WRITTEN EXERCISE
Exactly and only the lines from the one containing "In this exercise you will indicate the military" through the close of the entries below are to be set down.

_ _ _ _ _

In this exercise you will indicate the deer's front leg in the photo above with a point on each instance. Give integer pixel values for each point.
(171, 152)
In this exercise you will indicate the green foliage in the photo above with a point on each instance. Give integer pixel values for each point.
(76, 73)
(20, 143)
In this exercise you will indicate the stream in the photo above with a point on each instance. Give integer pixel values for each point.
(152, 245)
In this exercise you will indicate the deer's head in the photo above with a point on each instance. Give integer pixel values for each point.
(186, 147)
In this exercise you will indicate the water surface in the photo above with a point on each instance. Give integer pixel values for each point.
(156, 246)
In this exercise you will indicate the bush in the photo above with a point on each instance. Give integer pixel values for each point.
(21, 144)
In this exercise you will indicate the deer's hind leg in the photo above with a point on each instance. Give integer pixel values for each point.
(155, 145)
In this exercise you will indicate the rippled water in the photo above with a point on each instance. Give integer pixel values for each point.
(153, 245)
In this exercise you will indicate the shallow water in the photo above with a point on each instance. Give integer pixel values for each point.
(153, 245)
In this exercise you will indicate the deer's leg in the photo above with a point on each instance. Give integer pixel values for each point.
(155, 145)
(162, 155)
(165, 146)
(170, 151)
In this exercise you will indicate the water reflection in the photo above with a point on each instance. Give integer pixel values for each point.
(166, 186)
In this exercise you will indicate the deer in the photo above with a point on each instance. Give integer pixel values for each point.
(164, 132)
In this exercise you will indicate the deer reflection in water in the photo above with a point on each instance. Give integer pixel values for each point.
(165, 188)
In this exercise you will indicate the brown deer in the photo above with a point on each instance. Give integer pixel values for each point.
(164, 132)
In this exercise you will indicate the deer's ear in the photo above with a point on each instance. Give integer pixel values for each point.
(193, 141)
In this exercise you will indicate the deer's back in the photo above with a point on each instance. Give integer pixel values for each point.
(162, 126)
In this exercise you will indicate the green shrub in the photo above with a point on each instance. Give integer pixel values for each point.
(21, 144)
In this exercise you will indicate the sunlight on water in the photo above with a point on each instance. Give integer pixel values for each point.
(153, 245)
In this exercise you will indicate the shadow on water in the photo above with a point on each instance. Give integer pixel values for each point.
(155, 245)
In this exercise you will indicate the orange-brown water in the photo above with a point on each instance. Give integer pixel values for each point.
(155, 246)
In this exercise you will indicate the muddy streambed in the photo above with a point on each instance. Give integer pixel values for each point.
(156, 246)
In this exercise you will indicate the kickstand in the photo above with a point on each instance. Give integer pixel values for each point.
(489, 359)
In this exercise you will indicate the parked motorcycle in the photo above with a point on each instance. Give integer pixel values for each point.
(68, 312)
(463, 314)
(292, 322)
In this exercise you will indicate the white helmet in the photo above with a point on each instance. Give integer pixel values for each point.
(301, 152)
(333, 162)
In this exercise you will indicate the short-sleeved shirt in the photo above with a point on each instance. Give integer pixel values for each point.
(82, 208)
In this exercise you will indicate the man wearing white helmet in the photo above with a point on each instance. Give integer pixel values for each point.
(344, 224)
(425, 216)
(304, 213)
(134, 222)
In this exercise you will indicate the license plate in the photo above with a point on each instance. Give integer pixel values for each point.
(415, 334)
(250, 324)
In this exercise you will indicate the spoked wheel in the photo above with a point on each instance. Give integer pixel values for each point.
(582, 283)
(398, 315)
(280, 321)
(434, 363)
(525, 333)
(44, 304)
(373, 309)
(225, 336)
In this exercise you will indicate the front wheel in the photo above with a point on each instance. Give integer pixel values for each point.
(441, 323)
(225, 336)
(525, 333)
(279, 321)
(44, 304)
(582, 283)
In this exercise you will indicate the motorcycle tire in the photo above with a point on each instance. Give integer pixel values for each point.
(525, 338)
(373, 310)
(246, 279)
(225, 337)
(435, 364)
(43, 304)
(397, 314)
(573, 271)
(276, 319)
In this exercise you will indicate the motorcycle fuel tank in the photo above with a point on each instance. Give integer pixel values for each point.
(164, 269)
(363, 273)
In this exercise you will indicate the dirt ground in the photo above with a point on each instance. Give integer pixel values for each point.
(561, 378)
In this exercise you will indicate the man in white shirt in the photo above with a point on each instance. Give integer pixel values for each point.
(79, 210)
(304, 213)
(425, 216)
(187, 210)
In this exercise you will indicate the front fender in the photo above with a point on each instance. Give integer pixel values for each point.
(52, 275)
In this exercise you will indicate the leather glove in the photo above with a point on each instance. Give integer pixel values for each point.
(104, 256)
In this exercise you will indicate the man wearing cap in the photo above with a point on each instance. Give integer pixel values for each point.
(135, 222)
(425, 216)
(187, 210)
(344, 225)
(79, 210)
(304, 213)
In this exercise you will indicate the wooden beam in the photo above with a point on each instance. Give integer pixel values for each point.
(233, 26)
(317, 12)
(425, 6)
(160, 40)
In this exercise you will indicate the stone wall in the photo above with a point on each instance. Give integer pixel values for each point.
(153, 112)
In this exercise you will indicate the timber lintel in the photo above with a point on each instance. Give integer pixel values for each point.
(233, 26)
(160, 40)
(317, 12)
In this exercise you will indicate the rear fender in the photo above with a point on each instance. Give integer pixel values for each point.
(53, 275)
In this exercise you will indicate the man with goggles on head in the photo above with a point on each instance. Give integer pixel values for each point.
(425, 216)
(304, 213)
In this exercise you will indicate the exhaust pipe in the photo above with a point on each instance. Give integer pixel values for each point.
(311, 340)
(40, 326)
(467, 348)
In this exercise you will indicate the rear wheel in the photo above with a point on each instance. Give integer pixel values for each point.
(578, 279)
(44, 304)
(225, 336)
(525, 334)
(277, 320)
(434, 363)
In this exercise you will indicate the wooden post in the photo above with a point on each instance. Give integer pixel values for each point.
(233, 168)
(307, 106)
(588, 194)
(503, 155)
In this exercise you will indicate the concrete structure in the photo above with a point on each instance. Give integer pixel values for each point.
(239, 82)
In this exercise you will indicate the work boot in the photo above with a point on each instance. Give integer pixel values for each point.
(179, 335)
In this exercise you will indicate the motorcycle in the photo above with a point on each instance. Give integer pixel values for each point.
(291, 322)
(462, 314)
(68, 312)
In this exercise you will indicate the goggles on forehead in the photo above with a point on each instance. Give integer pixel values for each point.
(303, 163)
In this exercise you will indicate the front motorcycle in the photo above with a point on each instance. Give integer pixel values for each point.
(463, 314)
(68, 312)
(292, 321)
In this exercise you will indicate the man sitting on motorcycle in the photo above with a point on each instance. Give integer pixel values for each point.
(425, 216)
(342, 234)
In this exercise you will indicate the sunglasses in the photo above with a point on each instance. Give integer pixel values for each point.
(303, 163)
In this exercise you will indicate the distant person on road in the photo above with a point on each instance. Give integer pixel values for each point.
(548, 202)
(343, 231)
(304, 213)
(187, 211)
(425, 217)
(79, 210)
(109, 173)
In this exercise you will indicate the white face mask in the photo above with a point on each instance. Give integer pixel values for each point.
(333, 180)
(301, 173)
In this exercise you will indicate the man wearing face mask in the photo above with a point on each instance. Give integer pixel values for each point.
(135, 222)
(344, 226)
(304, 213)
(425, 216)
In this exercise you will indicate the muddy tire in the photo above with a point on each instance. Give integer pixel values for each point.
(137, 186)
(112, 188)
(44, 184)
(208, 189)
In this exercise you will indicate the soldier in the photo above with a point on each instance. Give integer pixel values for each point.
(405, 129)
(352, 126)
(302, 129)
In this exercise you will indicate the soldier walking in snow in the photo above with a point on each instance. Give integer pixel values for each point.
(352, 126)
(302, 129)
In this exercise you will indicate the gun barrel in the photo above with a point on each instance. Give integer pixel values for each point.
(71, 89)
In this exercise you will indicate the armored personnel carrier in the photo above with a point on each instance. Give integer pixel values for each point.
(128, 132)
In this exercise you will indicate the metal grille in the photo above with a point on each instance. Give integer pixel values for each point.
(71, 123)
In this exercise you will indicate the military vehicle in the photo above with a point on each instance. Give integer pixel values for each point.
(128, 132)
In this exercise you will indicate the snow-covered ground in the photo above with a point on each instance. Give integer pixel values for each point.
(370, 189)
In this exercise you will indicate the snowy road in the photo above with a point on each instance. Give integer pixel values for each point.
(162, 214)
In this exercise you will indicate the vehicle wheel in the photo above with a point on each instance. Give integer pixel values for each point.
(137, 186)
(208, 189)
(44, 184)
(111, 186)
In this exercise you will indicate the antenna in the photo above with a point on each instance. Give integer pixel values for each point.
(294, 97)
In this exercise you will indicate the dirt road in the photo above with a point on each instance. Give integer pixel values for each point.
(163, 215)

_ _ _ _ _

SOLUTION TO THIS PROBLEM
In this exercise you will indicate the military vehicle in the photo above with a point on each instance. Give integer pixel values for each point.
(128, 132)
In this exercise you will indicate the snow-covered ground in the photo above with a point on each instance. Give integer pixel values for each point.
(370, 189)
In this exercise you will indicate the snowy road in the photo above with a point on each instance. Give integer pixel values for each point.
(162, 214)
In this exercise you will indicate the vehicle wheel in the photo above with a point on each instance. Give integer pixel values for each point.
(137, 186)
(208, 189)
(44, 184)
(111, 186)
In this exercise you will indicate the antenna in the photo above with a point on each instance. Give integer pixel values for each point.
(294, 97)
In this exercise you will indicate the dirt road in the photo above with a point on each instance. Give integer pixel values for each point.
(163, 215)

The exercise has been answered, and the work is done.